» **Work instructions**: Your task is to write out the complete listing exactly as it is shown.

------ Material shown ------

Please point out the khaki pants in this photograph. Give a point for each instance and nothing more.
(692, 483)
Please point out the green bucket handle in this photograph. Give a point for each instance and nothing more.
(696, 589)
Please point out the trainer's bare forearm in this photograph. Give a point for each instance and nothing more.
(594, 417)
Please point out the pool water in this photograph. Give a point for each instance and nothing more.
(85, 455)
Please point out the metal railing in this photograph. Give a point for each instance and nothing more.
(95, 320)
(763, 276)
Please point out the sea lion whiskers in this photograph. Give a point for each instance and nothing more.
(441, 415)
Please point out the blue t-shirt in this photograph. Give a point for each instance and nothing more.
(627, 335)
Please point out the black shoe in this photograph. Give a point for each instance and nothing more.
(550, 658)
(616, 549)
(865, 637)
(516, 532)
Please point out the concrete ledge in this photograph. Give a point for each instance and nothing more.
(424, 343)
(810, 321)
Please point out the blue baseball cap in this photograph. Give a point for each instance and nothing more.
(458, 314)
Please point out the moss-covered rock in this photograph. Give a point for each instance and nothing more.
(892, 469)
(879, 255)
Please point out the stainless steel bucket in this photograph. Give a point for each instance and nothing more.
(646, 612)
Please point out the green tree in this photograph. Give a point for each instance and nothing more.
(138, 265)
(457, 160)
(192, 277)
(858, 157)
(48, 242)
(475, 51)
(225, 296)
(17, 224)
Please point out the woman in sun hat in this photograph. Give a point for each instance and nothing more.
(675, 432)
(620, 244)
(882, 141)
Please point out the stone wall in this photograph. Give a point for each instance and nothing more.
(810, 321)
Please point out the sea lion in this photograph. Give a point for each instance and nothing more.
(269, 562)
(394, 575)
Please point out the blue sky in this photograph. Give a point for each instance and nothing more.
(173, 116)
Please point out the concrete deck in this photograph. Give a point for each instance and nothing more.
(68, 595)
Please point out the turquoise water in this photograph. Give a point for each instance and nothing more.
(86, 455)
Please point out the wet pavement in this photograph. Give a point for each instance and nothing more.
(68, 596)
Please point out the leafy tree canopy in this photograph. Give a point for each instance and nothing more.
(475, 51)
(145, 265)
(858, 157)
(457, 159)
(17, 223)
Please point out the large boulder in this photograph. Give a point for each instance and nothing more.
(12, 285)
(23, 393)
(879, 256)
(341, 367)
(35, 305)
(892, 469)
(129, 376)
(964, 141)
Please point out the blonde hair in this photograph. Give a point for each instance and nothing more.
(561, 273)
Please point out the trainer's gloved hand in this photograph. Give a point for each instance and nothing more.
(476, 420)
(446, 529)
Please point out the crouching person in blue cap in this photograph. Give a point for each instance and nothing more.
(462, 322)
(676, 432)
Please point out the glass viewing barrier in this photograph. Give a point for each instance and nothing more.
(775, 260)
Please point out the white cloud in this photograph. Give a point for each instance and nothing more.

------

» **The answer**:
Please point out the khaki pants in this photograph. Give a point for each instance and nothing more.
(692, 483)
Please point out the green bucket handle in this photograph. Give a point for each instance and nothing more.
(696, 589)
Please point out the trainer's bare forearm in this photograph. Give a point for each instance and nothing more.
(594, 417)
Please point out the pool water in this photograph. Give a point for each instance and nothing more.
(85, 455)
Please point out the metal railing in this photograph. Give a point for each instance and nothing more.
(95, 320)
(763, 276)
Please point out the sea lion whiskers in this photograph. Give a point for each instance and nothing more.
(441, 415)
Please point out the blue t-shirt in this photograph. Give a point for each instance and nothing more.
(627, 335)
Please point out the black shoe in this photograph. Give a point for each instance and nothing more.
(550, 658)
(616, 549)
(865, 637)
(516, 532)
Please point out the concrete ledge in this photograph. Give a point for each instance and nothing more.
(424, 343)
(810, 321)
Please point out the blue baseball cap in this photograph. Give a point for each instance and nothing more.
(458, 314)
Please point out the moss-covered rock in this photograph. Give a point for each instance and nothing more.
(892, 469)
(879, 255)
Please point out the stainless steel bucket in this photograph. Give a point for each instance and nothing more.
(646, 612)
Please point out the green tree in this photograph. Give a point for each instance and nothing more.
(138, 265)
(457, 160)
(192, 277)
(858, 157)
(48, 242)
(475, 51)
(225, 296)
(17, 224)
Please point out the woman in sun hat in this photograph. Give a point for each instance and nothing more.
(675, 432)
(620, 244)
(882, 141)
Please point out the stone wall in this photograph. Give a point for each instance and nothing more.
(810, 321)
Please point out the sea lion in this photograph. Give a point for each instance and nothing more.
(269, 562)
(394, 575)
Please point out the blue sky in this photograph. Give a point for each instance and nothing more.
(173, 116)
Please point out the concrete deck in this photograph. Give a point for each instance and nothing more.
(68, 595)
Please point out the turquoise water in this photograph. Give a point for each instance and nothing more.
(86, 455)
Please point out the wet pavement in this photograph. Give a point for each instance and nothing more.
(68, 596)
Please point out the leafy tree canopy in this photograph. Give a point for each instance and nothing more.
(475, 51)
(145, 265)
(858, 157)
(457, 159)
(17, 223)
Please point out the large boulder in this photograph. Give a point for each instance and nothing more.
(12, 285)
(23, 393)
(879, 256)
(341, 367)
(35, 305)
(892, 469)
(129, 376)
(964, 141)
Please point out the blonde hair in this photograph. Give a point for each instance and nothing more.
(561, 273)
Please point out the trainer's gloved hand in this photograph. Give a point for each instance and nothing more.
(476, 420)
(446, 529)
Please point out the crouching person in blue cap in this photograph. Give a point for each instance and nothing more.
(462, 322)
(676, 432)
Please point out the glass viewing barrier in this photograph. Give a point for each instance and nothing more.
(775, 260)
Please point out the white cloud in this photograph. Give a point for each instance and nothing more.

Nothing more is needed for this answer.